▸ **Exercise instructions**: Convert everything from the start of the items through the line that contains "64L358 84L362 83L364", inclusive, into a JSON list of strings, one string per line, leaving out blank lines.

▸ **Data for the task**:
◆ ◆ ◆ ◆ ◆ ◆ ◆

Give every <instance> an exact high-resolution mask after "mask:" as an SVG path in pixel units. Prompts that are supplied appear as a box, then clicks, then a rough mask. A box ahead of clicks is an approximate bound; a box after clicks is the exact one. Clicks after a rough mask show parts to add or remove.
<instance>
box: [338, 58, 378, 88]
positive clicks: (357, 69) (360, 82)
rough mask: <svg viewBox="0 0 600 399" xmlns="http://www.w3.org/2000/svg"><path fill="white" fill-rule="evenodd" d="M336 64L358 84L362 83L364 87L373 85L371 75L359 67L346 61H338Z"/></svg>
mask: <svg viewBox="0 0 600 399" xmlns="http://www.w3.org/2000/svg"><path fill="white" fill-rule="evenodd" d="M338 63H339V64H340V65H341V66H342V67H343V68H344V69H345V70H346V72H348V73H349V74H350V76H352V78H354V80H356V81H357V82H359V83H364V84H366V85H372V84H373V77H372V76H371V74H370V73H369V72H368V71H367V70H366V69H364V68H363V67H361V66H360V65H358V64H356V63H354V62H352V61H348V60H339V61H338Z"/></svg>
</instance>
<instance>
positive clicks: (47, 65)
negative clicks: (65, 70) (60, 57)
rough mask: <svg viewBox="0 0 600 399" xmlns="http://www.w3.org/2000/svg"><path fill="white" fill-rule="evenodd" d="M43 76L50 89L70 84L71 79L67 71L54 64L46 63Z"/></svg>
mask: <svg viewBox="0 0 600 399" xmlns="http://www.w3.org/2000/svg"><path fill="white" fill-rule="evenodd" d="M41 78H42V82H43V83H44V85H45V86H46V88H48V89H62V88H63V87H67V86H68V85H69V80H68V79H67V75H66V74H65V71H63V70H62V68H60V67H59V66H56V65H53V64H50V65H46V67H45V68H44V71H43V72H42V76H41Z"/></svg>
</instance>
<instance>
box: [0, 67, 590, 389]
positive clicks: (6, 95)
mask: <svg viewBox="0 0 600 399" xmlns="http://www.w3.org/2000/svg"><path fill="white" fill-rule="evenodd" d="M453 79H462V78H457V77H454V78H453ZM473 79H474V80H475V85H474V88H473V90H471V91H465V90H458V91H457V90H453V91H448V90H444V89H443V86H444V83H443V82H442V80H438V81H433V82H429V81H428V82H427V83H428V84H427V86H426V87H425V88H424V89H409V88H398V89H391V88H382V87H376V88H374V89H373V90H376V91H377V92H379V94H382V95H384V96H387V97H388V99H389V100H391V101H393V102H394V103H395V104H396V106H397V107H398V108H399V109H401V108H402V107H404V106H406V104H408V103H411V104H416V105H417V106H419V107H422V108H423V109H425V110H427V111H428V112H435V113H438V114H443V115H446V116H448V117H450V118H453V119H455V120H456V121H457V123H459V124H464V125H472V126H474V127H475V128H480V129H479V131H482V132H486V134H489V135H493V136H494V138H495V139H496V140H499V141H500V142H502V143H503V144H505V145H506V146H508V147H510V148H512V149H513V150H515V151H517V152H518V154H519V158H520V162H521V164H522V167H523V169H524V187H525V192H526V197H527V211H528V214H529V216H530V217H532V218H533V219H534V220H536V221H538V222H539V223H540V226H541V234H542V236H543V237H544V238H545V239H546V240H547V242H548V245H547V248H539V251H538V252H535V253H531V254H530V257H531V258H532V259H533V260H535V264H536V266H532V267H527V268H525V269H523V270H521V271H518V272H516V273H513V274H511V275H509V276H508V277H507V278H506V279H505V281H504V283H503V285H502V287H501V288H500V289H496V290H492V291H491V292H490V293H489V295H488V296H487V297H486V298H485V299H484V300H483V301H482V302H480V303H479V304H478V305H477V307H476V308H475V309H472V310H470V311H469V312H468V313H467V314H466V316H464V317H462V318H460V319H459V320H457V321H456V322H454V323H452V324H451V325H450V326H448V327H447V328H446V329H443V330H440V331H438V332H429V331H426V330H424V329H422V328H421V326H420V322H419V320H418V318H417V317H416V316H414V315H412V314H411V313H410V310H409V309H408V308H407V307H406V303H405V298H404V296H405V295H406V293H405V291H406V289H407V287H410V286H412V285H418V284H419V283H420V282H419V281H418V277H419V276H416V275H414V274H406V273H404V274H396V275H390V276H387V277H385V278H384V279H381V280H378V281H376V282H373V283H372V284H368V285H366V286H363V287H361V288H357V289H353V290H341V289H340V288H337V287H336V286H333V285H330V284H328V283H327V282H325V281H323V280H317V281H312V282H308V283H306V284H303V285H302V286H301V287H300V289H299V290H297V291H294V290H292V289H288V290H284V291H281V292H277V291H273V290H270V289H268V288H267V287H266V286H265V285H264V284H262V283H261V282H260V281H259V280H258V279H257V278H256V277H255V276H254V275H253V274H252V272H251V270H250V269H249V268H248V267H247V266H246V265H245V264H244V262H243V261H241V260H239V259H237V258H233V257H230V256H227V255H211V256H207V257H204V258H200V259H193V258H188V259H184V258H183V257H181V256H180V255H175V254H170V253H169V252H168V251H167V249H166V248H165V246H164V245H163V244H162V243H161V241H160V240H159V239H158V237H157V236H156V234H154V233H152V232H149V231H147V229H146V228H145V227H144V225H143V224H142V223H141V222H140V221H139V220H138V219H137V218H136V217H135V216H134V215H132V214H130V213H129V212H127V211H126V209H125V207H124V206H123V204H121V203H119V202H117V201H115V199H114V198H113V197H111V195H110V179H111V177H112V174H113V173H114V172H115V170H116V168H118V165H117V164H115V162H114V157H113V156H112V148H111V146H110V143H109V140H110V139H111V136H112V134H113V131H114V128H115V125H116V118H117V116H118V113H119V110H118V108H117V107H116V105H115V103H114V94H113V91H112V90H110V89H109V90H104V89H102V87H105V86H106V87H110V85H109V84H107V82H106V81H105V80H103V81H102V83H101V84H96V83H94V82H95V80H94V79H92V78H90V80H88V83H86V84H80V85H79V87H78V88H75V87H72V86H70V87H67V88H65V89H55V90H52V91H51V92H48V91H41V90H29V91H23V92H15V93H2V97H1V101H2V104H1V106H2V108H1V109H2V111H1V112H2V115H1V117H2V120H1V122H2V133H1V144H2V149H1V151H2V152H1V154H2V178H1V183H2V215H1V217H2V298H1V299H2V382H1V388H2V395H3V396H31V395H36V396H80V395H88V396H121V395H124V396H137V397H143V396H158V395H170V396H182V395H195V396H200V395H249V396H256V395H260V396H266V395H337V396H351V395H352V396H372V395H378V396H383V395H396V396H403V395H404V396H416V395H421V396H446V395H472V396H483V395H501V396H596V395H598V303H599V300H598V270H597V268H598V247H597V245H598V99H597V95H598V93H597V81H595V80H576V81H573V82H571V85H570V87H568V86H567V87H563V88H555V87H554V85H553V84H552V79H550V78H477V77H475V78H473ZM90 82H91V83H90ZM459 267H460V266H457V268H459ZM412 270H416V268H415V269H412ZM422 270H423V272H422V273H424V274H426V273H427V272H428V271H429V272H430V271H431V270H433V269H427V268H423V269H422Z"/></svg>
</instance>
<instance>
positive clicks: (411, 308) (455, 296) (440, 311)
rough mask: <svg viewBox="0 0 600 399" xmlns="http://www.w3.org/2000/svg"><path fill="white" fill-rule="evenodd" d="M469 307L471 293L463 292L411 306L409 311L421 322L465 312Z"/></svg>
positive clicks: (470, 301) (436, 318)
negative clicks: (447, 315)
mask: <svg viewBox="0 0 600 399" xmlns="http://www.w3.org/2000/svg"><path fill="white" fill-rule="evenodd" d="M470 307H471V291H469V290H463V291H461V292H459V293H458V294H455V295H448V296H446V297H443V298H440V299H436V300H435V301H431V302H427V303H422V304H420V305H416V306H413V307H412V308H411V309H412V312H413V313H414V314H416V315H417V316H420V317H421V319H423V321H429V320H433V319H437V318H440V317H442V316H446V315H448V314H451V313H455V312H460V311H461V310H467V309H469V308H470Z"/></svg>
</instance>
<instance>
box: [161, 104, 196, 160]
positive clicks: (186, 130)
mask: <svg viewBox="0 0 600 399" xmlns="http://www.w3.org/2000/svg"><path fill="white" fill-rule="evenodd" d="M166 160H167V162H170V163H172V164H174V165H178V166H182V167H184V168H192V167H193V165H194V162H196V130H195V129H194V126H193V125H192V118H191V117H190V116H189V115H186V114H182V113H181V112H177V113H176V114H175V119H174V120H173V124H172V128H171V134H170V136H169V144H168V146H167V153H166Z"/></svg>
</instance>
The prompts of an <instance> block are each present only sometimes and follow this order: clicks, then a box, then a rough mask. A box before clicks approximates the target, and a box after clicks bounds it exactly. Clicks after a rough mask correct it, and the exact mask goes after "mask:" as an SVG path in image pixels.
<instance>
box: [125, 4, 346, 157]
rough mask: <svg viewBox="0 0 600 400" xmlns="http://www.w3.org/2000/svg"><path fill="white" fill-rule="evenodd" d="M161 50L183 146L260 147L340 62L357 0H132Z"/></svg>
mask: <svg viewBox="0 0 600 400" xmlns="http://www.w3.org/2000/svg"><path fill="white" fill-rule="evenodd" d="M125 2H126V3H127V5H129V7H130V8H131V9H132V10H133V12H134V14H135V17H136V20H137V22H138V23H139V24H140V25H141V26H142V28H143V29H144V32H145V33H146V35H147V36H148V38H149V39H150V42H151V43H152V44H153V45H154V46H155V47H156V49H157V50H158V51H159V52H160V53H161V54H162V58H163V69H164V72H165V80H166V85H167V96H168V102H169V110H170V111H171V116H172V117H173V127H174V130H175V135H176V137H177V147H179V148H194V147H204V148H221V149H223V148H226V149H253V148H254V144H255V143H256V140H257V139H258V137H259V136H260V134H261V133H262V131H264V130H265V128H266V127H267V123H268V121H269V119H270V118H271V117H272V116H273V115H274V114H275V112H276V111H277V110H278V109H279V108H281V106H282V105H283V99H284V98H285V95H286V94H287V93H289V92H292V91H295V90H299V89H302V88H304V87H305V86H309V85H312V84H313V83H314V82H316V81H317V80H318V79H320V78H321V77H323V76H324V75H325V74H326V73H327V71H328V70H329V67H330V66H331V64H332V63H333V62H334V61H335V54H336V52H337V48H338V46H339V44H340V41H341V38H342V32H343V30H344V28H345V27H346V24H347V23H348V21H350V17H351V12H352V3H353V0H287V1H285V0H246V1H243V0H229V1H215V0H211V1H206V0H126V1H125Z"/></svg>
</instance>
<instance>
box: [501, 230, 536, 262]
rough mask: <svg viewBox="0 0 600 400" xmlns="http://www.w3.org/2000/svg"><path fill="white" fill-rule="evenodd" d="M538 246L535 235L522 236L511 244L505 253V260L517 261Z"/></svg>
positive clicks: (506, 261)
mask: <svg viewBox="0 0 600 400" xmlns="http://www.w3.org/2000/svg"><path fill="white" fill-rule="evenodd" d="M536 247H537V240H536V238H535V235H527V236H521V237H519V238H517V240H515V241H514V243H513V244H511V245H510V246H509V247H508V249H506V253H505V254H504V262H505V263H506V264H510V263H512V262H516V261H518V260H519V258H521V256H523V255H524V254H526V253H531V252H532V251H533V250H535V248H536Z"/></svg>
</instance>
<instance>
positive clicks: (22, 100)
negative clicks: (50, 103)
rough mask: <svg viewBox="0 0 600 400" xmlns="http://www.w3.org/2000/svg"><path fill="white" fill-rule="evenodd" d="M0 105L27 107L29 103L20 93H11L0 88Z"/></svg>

◆ ◆ ◆ ◆ ◆ ◆ ◆

▸ **Response to this exercise**:
[
  "Give every <instance> an exact high-resolution mask after \"mask:\" as an SVG path in pixel units. Prompts that are supplied appear as a box, then clicks, then a rough mask. A box ahead of clicks is an approximate bound; a box after clicks is the exact one. Clicks after a rough mask show parts to add or remove.",
  "<instance>",
  "box: [338, 58, 378, 88]",
  "positive clicks: (357, 69) (360, 82)",
  "rough mask: <svg viewBox=\"0 0 600 399\" xmlns=\"http://www.w3.org/2000/svg\"><path fill=\"white\" fill-rule=\"evenodd\" d=\"M336 64L358 84L362 83L364 87L373 85L371 75L359 67L346 61H338Z\"/></svg>"
]